MHPCC’s overarching objective is to contribute to social justice, participation and equality as well as to contribute in improving the conditions for exposed and vulnerable social groups. This implies that the program will view existing social structures and processes that entail social injustice, oppression, and abuse of authority critically.
The program aims to:
* give a wide set of skills within health promotion work, care and local community development.
* give knowledge of methods and tools for initiating and implementing social alteration and development processes in various contexts.
* give the practical competence to implement health promotive processes and to lead social alteration and development work in various local communities.
* promote skills crucial for leadership, planning and disciplinary development positions within the fields of resource mobilization and innovation.
* promote participation and successful cooperation in local settings.
* promote commitment, values and skills needed for individual assessments of the characteristics of successful local development work.
MHPCC will credit 120 ECTS credits. The program is organized as a course based (seven courses) part-time study over four years. This program is classified as a master’s degree according to section 5 in the national regulation’s framwork for master degrees (“Forskrift om krav til Mastergrad”). It is organized as a experience based master’s degree due to the need for and emphasis put on the students’ prior professional experience as a substantial contribution to the skills and knowledge gained through the course of the program. By individual agreement students may complete the program before the scheduled four years.
Expected learning outcomes
The National Quality Assurance Framework of Higher Education was established by the Ministry of Education and Research in 2009. The framework consists of the categories knowledge, skills and general knowledge. The framework is furthermore divided into three cycles in which the master’s degree level is located within the second cycle. Having completed MHPCC the student will have achieved:
- Basic knowledge of how international and national contexts influence local communities and of the global health challenges facing the world today.
- Thorough understanding of the impact of social justice, participation and equality on public health.
- Thorough knowledge of multidisciplinary and multiscientific perspectives within health promotion work and care in various types of local communities, both domestic and internationally.
- Insights in a range of methods and practices in local community care.
- Be able to analyse and critically relate to the characteristics of successful local development work, as well as to identify opportunities for successful development projects within different contexts.
- Have the practical competence within resource mobilizing work aimed at improving the lives of vulnerable and exposed groups.
- Be able to contribute in networking and cooperation between various professions.
- Be able to contribute to innovation within the public health and welfare system.
- Be able to implement professionally and ethically responsible planning and documentation processes on individual, group and community level in various contexts.
- Be able to initiate, plan and carry through resource mobilization work in order to promote public health and welfare in cooperation with user groups and local population.
- Be able to communicate professional challenges, analysis and assessments based on individual experience and knowledge within health promotion and local community care.
- Have further developed their commitment and their personal considerations of what constitutes successful local development work.
Health promotion work in the local community is viewed in an international context. The relationship between the global and local phenomenons is an integrated part of the program. There are opportunities to gain international experience through shorter and longer stays abroad.

[Entries from a pointing dataset]
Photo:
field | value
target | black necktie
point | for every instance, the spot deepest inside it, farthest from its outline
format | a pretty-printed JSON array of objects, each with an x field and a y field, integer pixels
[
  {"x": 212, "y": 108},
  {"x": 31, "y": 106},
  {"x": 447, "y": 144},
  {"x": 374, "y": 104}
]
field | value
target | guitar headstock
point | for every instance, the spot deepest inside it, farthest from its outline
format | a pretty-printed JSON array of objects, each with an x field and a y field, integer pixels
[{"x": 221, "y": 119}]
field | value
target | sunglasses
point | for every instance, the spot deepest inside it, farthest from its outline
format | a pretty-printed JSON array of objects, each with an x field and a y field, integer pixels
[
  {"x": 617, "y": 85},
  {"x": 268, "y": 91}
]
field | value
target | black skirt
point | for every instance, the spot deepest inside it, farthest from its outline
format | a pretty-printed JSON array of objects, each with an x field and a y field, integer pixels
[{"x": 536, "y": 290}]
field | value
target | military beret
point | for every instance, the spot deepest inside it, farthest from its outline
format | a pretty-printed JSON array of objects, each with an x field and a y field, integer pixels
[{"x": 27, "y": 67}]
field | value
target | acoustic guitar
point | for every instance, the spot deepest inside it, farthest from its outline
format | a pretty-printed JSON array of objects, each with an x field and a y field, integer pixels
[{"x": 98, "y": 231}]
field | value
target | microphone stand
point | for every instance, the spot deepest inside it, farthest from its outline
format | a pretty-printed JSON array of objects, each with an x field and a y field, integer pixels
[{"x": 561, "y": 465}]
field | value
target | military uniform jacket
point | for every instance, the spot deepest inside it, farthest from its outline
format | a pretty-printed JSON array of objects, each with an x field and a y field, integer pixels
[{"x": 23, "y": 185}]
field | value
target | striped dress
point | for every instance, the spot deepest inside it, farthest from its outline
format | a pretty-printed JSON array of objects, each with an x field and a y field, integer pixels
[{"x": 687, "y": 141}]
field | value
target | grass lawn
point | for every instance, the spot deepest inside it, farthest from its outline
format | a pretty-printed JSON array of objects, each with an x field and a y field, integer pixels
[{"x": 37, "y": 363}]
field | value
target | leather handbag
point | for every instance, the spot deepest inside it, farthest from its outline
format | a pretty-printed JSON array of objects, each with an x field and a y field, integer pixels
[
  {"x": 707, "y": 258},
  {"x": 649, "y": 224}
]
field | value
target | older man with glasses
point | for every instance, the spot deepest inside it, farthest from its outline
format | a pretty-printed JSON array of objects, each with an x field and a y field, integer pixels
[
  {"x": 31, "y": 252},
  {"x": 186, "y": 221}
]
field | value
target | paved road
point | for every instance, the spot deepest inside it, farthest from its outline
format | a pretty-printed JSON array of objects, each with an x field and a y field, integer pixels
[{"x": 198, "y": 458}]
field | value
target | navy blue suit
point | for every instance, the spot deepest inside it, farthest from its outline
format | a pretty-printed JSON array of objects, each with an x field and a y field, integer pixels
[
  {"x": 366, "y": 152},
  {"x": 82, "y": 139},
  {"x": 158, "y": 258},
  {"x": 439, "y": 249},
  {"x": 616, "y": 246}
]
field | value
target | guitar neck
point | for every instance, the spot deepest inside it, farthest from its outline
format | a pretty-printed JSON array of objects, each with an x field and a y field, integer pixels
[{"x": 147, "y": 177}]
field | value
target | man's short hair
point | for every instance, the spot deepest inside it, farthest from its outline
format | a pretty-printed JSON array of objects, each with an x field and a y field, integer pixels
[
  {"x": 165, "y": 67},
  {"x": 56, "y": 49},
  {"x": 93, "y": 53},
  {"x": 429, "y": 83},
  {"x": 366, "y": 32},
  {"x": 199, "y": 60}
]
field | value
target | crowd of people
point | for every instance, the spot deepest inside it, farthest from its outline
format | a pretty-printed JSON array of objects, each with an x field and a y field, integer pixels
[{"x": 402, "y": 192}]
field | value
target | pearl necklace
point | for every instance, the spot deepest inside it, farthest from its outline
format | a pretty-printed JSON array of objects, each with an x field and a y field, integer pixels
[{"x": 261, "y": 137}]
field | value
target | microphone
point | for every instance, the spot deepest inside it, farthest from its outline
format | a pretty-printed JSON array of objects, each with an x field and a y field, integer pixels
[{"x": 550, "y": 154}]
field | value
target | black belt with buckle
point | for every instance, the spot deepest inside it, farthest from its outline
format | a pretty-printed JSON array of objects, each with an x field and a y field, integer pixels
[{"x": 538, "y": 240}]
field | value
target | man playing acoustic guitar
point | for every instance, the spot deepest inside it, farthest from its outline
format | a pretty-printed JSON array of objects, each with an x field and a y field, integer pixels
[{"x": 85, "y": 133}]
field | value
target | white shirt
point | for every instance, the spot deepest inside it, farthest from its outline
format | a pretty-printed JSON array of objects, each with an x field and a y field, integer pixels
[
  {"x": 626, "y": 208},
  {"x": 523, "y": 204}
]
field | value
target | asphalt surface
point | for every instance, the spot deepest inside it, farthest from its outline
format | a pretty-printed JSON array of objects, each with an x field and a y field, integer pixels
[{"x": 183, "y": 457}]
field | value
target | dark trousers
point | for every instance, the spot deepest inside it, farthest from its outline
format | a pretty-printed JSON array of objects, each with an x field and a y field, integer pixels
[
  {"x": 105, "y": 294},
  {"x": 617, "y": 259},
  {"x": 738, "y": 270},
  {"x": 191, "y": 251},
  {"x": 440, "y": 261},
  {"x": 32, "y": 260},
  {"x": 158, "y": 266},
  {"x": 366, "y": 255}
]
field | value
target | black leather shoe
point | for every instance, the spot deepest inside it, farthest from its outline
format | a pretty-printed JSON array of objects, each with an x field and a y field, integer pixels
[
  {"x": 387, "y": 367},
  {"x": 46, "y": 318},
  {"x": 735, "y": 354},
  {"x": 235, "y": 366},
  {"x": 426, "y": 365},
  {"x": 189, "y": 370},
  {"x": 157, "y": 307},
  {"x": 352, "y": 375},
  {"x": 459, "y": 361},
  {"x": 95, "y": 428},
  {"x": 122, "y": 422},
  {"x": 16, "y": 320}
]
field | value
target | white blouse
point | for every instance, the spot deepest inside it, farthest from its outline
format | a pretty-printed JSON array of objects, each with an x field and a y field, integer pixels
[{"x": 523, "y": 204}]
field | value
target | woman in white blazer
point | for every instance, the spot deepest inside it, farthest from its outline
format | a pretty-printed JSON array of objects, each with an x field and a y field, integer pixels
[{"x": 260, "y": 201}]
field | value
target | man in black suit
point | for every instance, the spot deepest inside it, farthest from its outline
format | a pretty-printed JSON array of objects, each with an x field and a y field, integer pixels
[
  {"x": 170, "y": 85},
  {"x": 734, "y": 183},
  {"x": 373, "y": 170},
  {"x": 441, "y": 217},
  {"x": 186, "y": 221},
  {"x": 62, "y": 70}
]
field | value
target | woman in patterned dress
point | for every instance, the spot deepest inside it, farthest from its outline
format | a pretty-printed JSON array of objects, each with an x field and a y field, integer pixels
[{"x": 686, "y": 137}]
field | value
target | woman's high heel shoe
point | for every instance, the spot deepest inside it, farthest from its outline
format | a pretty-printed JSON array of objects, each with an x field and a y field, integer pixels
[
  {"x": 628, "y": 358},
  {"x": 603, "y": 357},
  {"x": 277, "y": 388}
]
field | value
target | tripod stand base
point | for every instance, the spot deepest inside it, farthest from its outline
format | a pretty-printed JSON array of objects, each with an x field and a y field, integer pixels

## List of tasks
A) Print everything in the program description above from "- Be able to initiate, plan" down to "and local community care.".
B) According to the program description, how many courses make up the MHPCC part-time study?

## Written responses
A)
- Be able to initiate, plan and carry through resource mobilization work in order to promote public health and welfare in cooperation with user groups and local population.
- Be able to communicate professional challenges, analysis and assessments based on individual experience and knowledge within health promotion and local community care.

B) Seven courses.